Dataset records:
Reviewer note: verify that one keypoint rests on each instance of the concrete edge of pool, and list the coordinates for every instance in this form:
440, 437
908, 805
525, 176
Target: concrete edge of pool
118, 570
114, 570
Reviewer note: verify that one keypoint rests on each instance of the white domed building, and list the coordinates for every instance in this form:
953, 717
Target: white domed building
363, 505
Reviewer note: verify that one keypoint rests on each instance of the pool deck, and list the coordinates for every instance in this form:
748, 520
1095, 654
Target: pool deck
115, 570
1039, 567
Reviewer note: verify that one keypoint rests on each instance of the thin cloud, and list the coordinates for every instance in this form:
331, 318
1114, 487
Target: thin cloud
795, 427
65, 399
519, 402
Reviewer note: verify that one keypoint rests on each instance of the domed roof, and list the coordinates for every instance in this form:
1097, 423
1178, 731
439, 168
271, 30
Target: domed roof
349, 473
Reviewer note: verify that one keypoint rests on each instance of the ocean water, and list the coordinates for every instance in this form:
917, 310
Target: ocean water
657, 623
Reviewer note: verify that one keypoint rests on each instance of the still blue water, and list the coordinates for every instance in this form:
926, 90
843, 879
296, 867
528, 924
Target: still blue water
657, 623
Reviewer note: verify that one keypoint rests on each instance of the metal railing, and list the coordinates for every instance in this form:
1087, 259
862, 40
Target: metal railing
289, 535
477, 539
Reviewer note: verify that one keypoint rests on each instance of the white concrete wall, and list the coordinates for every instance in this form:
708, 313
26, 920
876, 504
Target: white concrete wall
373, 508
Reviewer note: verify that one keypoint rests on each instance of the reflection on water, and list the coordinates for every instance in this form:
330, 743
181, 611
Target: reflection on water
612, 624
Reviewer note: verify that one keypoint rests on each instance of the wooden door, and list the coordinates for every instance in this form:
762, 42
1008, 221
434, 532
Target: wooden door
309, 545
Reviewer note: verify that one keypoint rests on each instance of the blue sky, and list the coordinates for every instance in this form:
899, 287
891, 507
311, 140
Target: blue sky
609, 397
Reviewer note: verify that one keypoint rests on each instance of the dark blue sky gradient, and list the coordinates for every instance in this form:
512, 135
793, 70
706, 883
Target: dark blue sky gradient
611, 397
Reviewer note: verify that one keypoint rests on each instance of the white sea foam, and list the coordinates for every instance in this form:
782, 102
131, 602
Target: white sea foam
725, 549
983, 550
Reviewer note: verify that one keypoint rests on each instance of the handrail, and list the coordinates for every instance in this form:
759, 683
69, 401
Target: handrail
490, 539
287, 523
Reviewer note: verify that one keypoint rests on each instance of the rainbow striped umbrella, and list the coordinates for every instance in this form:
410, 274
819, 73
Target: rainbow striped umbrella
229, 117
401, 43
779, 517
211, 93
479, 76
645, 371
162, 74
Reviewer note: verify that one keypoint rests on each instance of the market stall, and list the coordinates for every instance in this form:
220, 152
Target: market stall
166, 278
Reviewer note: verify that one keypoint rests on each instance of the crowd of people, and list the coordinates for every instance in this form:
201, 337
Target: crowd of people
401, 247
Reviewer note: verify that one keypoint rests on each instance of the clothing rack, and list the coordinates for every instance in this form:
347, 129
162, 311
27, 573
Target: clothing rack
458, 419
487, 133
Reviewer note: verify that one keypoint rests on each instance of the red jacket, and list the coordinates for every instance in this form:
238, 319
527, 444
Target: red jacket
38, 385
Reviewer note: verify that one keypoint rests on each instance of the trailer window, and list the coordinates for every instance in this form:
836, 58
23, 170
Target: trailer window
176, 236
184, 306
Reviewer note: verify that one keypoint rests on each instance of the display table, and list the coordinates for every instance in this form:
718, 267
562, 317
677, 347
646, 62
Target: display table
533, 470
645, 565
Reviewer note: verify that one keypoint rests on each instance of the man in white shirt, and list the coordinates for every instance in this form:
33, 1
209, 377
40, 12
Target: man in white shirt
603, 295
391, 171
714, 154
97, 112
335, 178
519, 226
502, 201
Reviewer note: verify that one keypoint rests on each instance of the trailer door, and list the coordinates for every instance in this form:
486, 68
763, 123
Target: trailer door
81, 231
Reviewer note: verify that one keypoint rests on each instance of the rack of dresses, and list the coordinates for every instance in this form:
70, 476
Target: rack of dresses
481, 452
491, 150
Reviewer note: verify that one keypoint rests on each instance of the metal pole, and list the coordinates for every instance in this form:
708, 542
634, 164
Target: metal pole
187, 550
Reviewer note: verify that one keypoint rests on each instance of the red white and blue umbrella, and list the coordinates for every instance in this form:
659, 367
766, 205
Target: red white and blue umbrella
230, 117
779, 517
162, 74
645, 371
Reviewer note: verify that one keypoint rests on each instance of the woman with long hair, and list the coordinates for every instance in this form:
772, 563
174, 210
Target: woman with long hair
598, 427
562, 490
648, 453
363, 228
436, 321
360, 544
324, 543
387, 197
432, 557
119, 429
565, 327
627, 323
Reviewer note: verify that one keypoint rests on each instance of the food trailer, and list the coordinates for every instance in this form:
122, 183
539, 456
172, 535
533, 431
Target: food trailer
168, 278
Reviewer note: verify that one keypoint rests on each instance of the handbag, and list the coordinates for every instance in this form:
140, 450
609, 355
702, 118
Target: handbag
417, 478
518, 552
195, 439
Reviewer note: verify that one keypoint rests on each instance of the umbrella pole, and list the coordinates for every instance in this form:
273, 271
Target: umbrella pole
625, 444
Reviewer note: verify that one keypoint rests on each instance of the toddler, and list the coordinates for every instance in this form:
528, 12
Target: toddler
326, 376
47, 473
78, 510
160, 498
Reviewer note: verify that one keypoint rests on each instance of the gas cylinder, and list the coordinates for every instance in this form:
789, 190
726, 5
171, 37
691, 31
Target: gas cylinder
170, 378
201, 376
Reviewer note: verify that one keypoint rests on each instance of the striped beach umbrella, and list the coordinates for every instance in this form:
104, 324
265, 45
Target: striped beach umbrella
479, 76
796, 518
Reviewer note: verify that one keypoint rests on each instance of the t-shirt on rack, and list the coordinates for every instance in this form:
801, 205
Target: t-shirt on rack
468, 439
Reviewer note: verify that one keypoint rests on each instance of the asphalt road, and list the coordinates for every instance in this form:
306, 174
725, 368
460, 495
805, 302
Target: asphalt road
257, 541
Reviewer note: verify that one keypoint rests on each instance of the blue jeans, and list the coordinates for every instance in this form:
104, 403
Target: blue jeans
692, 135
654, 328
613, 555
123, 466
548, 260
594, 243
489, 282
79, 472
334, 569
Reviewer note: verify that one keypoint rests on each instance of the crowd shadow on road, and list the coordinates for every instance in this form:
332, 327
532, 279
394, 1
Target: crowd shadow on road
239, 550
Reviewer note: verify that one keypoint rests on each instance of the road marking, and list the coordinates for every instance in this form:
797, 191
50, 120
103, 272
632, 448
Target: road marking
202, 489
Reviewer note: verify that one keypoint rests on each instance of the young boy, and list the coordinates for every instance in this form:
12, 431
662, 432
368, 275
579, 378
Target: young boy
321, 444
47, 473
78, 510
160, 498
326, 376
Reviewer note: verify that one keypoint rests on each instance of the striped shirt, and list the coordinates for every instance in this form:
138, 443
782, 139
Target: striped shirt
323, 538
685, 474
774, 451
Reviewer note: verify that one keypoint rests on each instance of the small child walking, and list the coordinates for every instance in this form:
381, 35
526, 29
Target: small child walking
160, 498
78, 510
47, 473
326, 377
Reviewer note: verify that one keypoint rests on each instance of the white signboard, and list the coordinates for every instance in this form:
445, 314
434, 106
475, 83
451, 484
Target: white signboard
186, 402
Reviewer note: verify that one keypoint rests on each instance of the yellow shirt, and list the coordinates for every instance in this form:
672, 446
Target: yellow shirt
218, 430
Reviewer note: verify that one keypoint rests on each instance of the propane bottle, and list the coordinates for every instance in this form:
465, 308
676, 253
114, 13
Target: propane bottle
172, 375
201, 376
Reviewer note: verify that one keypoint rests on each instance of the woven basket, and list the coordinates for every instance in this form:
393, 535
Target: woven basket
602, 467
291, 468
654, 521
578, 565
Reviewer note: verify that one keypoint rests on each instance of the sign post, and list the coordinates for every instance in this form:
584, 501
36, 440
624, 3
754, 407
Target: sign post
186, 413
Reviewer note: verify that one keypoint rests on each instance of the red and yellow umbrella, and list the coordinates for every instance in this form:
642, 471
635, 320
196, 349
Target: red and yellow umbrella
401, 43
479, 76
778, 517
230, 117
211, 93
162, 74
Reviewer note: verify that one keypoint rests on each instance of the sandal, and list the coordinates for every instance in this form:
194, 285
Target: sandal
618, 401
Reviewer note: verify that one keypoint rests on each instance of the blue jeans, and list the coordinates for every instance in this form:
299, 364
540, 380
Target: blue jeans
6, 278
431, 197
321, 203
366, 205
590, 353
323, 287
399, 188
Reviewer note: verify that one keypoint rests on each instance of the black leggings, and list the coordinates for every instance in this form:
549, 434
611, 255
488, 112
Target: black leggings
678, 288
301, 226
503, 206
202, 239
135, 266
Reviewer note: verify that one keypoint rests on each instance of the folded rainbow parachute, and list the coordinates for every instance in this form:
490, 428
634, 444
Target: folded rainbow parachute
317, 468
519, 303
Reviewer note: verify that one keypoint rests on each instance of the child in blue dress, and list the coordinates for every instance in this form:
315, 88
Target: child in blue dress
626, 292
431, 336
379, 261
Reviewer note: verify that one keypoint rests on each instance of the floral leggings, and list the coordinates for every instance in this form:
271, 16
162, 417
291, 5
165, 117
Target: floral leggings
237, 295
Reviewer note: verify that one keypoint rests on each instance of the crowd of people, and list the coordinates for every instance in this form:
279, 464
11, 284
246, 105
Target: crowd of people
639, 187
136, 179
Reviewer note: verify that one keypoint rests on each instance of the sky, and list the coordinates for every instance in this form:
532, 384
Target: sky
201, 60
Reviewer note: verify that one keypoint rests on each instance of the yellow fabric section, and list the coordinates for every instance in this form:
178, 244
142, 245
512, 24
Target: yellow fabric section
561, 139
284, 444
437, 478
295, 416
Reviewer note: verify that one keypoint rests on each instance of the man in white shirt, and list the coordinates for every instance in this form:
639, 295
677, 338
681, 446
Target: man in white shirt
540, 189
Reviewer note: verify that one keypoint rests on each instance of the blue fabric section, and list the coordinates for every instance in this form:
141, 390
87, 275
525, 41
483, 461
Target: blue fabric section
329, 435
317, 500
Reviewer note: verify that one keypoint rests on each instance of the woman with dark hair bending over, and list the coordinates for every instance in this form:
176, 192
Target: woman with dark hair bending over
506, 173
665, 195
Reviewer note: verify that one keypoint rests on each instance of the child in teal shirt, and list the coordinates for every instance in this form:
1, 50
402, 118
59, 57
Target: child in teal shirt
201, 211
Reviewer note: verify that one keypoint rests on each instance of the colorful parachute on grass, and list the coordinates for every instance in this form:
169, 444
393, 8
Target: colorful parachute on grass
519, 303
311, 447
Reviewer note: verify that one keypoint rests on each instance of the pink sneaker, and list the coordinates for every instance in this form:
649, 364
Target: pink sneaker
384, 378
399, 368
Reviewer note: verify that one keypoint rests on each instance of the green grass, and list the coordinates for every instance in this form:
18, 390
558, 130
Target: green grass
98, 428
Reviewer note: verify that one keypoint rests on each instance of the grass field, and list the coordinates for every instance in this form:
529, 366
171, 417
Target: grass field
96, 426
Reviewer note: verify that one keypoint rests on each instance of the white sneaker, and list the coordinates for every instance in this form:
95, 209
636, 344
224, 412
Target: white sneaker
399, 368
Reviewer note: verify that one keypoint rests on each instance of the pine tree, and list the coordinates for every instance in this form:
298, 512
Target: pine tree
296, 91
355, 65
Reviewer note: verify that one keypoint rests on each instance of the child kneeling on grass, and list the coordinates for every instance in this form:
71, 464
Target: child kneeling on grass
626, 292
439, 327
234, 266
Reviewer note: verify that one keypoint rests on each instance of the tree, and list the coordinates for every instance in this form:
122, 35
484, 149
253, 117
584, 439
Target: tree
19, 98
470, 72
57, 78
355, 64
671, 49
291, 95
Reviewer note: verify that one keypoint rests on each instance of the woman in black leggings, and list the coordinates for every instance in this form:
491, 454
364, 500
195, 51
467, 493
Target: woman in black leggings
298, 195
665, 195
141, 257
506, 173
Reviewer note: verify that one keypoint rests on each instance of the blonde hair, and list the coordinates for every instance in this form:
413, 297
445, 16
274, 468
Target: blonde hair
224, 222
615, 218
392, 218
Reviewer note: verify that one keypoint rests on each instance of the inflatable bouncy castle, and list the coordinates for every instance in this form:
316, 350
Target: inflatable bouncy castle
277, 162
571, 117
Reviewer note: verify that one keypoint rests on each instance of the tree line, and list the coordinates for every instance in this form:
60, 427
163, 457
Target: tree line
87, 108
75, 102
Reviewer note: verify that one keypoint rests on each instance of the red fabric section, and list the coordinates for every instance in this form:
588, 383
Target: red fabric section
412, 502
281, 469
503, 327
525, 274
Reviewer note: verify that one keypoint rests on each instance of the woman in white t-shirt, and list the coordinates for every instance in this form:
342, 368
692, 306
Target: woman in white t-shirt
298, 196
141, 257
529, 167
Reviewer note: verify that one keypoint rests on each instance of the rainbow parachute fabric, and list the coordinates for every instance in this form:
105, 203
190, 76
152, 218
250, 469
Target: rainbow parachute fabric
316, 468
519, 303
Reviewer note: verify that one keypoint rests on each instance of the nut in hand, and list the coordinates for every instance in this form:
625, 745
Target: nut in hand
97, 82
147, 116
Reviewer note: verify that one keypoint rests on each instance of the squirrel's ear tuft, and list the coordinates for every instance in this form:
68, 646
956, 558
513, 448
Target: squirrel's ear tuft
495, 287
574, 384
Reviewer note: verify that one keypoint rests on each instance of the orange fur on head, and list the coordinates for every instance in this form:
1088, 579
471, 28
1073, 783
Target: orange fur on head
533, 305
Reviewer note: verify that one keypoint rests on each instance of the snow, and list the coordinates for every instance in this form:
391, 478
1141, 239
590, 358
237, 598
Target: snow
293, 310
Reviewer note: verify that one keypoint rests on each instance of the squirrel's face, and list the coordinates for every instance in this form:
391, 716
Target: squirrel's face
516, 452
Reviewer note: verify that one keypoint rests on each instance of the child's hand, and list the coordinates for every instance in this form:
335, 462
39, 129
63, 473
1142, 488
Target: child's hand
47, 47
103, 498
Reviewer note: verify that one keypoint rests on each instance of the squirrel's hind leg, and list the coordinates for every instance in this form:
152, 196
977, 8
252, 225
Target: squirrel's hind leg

Exercise objective:
Write out only the final block of lines, starting at the line with "squirrel's face, and" and running to the end of the material.

Solution:
Reviewer note: verify that one keypoint rests on each instance of the squirrel's face, and list the coordinates for every instance in this form:
391, 716
Target: squirrel's face
516, 452
Reviewer note: verify that one keypoint rests on each instance of the child's hand, and list the coordinates for every instance in this form:
335, 462
39, 129
63, 473
1142, 488
Target: child's hand
47, 47
103, 498
Reviewer note: verify that one keypoint rests on each instance of the squirrel's hind leg, and list the coordinates for every instance in this form:
152, 196
977, 8
252, 225
Target: squirrel's hind leg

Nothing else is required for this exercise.